--- Given request ---
Extract, word for word, the lines of the records below from the line containing "Would you be able to point at the excavator cab" through the end of the records, including both ends.

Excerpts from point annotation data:
________________

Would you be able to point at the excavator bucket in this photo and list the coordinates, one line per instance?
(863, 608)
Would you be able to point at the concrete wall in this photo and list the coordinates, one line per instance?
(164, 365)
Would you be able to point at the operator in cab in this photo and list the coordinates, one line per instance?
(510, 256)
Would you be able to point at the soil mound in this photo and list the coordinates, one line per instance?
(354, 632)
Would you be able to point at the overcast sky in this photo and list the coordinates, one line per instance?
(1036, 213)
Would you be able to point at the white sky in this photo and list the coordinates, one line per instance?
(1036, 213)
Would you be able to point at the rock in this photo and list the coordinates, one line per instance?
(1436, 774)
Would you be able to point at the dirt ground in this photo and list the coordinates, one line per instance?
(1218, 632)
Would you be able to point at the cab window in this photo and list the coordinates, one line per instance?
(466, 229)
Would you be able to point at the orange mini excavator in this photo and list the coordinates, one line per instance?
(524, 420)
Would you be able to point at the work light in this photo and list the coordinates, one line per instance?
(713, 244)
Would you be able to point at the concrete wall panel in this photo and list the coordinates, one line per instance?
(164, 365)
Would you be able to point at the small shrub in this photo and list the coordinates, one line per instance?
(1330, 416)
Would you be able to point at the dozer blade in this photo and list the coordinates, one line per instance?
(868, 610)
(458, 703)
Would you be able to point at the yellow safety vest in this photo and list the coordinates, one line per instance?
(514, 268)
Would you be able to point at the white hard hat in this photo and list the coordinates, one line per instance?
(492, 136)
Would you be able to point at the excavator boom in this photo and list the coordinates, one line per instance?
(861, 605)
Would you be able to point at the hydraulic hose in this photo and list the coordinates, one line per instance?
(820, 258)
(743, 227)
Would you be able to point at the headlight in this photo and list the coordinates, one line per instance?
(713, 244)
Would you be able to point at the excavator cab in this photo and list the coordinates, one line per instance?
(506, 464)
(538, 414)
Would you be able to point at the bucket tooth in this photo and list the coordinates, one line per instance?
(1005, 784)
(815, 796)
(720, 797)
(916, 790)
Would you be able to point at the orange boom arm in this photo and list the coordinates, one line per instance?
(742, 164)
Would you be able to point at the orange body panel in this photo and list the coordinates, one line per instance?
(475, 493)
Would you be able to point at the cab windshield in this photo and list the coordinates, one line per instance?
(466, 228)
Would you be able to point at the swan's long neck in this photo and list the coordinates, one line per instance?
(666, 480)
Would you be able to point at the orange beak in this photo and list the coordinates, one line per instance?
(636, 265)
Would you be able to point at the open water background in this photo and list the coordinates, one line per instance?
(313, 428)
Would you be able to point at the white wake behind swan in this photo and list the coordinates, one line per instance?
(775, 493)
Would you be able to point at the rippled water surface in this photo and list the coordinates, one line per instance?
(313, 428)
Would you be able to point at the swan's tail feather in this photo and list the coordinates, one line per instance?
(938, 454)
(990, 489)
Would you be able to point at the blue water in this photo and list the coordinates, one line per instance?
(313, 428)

________________

--- Response to this exercise ---
Would you be able to point at the excavator cab in this photo and list the coordinates, one line per instance?
(506, 464)
(538, 414)
Would you be able to point at the bucket tooth in this photo and list the coordinates, one line per instance?
(1005, 784)
(815, 796)
(720, 797)
(916, 790)
Would you be able to point at the orange boom arm in this photo and list the coordinates, one line per instance?
(742, 164)
Would you be able to point at the orange body panel in this photo and list the coordinates, one line per instance?
(475, 493)
Would you be able to point at the cab windshield in this photo and list the coordinates, one line per instance?
(466, 228)
Would you be able to point at the swan's long neck in this photo and list the coordinates, one line per instance?
(666, 480)
Would you be able to point at the orange beak in this photo and list the coordinates, one line per instance?
(636, 265)
Would you be able to point at the open water background in this photo and list the coordinates, one line per instance?
(313, 428)
Would you be able to point at the white wake behind swan in this photo and list the coordinates, one line per instance?
(775, 493)
Would you be able to point at the rippled water surface in this photo and list the coordinates, one line per instance?
(313, 428)
Would you be able to point at the swan's tail feather in this photo and list the coordinates, one line per instance?
(938, 454)
(990, 489)
Would you be able to point at the blue water in this photo and list the coordinates, one line per instance?
(313, 428)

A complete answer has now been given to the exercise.